#### Exercise requirements:
Only these lines are needed: the first line of the entries below through the line with "Expected behaviour: the pointer places one marker on the blurred", each returned exactly.
Provided entries below:
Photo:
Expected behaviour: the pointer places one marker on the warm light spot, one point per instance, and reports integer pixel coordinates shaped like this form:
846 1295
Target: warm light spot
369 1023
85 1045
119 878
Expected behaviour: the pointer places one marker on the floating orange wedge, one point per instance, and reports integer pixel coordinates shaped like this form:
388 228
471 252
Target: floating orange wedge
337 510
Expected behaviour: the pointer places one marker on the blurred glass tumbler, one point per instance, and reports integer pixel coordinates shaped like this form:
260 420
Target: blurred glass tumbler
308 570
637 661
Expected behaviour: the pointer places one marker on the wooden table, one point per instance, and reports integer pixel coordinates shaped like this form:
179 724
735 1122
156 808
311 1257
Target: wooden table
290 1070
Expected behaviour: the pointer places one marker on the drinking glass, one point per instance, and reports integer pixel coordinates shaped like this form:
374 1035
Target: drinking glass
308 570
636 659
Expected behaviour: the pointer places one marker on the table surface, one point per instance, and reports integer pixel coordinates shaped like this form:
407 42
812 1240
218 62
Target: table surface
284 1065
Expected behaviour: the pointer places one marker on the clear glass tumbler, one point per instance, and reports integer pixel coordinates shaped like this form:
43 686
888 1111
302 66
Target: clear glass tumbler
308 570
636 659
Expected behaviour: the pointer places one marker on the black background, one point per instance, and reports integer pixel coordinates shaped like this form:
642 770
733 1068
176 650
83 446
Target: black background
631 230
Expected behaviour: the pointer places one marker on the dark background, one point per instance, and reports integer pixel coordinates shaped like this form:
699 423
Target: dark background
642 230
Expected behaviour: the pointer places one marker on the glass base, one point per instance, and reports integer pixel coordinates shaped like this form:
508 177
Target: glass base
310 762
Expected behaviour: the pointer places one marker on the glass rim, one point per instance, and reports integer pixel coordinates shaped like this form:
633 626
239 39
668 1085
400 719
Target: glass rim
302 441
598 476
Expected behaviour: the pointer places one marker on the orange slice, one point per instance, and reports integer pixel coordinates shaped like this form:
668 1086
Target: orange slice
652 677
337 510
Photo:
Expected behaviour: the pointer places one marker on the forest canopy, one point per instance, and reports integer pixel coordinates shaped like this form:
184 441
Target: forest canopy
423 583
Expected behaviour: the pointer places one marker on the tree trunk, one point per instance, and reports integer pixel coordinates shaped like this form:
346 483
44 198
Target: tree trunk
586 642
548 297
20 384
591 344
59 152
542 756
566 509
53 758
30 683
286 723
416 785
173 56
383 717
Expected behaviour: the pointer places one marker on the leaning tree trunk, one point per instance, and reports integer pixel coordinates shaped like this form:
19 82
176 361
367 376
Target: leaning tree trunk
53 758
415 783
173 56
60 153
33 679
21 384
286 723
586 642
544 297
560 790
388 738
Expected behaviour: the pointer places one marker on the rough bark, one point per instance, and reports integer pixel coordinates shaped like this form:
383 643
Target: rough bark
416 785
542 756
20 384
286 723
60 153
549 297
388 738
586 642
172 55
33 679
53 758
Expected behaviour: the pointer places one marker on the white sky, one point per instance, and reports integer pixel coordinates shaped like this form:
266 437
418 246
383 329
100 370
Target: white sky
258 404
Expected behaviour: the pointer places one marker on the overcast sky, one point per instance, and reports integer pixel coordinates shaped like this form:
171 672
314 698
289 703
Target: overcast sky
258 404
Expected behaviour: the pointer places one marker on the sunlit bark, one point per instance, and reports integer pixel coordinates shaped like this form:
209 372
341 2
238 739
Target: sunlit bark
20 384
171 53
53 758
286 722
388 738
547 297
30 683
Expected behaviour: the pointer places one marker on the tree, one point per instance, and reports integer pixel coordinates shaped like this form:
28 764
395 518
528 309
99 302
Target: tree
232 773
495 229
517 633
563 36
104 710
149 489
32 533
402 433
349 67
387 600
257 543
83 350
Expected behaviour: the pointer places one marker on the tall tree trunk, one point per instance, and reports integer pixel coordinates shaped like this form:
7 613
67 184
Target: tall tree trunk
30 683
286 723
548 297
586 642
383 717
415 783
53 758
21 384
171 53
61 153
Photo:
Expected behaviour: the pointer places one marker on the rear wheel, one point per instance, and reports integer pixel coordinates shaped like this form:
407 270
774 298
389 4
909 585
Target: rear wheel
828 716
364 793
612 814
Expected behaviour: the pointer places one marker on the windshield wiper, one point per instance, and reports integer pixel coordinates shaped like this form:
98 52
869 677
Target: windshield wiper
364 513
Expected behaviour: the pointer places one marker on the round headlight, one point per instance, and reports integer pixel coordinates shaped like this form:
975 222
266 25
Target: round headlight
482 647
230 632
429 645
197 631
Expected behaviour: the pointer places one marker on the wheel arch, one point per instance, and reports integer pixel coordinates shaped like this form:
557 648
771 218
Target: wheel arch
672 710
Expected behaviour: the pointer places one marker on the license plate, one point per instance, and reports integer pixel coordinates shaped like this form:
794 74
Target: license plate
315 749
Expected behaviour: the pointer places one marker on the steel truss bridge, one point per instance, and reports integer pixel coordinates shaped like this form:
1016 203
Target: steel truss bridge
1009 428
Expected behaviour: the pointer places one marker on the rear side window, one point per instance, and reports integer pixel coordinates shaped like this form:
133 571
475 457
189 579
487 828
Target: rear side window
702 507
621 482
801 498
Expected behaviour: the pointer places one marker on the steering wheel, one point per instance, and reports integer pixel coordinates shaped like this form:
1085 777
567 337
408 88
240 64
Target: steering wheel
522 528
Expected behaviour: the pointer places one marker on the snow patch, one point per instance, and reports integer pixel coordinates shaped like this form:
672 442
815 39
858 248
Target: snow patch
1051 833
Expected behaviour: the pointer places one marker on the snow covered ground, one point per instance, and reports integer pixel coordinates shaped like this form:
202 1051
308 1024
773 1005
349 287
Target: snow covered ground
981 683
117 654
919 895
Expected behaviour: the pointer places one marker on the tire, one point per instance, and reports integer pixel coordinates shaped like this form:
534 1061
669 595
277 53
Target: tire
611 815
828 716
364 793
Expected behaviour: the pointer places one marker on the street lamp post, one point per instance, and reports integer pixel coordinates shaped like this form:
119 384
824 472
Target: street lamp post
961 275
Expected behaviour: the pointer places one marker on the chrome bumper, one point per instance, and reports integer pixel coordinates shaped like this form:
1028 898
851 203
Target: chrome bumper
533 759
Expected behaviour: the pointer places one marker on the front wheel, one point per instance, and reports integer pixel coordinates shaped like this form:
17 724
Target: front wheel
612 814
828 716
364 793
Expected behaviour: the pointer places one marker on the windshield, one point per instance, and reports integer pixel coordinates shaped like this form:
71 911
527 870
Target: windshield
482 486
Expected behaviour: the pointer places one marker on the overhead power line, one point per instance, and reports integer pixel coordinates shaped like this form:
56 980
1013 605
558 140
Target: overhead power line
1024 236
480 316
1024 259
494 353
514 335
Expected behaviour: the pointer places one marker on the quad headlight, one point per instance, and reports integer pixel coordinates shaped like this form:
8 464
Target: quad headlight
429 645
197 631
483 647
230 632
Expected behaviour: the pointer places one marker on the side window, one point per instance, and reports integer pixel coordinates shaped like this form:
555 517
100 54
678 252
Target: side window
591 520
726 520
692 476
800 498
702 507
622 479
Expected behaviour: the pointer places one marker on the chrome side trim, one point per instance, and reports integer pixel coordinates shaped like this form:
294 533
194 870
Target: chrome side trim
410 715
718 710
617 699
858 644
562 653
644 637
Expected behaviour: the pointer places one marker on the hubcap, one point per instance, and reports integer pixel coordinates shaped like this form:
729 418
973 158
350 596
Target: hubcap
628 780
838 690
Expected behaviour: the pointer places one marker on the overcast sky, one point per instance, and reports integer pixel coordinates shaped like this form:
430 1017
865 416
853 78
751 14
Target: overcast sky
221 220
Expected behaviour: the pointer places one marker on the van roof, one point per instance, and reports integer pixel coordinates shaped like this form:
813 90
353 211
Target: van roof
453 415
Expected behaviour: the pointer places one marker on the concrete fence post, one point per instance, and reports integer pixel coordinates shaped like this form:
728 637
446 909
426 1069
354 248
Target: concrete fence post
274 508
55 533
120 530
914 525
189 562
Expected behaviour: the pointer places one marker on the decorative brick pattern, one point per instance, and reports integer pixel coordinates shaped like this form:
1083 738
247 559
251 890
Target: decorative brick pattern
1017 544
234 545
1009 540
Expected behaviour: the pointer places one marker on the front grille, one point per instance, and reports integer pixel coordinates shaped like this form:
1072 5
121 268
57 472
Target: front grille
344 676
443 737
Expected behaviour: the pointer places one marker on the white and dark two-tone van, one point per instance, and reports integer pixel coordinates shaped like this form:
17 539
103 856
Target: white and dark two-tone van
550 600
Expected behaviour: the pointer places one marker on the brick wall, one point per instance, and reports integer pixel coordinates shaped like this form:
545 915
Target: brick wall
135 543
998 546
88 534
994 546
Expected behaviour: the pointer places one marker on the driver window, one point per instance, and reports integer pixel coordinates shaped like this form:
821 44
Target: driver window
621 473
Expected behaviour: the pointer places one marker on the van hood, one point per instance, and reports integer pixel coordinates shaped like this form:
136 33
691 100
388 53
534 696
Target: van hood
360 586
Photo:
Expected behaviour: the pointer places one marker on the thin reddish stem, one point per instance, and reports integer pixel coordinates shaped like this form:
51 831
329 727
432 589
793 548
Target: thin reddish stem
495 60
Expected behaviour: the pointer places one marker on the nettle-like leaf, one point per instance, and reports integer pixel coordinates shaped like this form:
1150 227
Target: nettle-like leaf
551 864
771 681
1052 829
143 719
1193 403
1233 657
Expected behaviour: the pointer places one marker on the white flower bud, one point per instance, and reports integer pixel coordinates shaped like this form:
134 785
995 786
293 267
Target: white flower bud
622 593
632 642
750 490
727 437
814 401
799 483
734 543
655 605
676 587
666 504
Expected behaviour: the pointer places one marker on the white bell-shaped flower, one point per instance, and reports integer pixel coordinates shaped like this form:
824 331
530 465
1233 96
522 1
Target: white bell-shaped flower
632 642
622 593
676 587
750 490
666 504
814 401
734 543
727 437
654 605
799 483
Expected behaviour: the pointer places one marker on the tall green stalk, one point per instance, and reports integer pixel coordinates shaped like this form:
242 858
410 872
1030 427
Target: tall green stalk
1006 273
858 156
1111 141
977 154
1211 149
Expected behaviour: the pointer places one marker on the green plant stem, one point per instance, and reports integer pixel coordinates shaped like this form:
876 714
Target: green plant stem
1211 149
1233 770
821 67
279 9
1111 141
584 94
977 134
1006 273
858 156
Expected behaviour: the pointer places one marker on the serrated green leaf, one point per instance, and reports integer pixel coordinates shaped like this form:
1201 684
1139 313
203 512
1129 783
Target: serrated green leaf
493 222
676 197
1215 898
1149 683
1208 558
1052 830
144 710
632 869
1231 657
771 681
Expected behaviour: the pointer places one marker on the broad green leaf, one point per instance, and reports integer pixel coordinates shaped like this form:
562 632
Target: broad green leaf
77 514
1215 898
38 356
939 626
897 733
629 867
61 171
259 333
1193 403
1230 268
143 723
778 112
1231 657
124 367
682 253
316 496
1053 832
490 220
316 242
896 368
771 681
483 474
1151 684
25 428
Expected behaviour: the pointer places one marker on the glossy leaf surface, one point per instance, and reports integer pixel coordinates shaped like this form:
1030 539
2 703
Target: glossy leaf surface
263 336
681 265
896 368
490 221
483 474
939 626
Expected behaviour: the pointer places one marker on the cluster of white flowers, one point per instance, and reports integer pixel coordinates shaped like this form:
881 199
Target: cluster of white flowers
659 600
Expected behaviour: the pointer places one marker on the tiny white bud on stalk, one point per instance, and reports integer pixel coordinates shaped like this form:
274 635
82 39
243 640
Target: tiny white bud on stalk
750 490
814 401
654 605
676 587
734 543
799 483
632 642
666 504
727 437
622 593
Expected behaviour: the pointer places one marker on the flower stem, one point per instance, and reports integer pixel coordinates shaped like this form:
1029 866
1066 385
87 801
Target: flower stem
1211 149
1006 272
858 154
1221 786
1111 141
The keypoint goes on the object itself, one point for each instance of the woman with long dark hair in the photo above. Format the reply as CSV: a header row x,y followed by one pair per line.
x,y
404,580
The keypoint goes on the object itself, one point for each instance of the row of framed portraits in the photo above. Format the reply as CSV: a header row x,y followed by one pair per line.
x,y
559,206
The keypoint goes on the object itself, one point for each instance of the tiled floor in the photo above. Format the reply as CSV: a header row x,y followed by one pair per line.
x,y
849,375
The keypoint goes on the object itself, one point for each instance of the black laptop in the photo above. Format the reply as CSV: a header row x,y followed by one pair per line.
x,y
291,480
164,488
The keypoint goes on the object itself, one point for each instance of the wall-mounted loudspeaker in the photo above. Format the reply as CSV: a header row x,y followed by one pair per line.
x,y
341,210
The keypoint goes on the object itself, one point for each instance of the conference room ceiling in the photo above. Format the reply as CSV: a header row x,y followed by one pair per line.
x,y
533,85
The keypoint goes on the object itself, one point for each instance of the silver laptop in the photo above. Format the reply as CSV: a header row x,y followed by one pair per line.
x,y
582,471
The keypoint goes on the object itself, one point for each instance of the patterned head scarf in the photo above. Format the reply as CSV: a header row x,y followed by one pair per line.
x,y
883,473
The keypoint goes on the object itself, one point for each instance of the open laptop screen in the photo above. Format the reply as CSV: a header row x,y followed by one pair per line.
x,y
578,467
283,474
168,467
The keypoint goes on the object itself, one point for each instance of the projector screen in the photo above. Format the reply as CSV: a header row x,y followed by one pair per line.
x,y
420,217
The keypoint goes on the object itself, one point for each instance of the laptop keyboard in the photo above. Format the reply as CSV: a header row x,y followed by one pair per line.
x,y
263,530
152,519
End of Provided entries.
#### Result for this exercise:
Photo:
Expected behaviour: the pointer places one marker on the warm light spot, one point per instance, and reports integer pixel coordinates shaped like this form:
846 1295
Target: warm light spot
369 1023
85 1045
119 878
Expected behaviour: the pointer places one marker on the floating orange wedge, one point per instance, and reports integer pixel coordinates shaped like this form:
388 228
471 252
Target: floating orange wedge
337 510
Expected behaviour: the pointer places one marker on the blurred glass tumbler, one point per instance, and reports integer pixel coordinates shaped like this form:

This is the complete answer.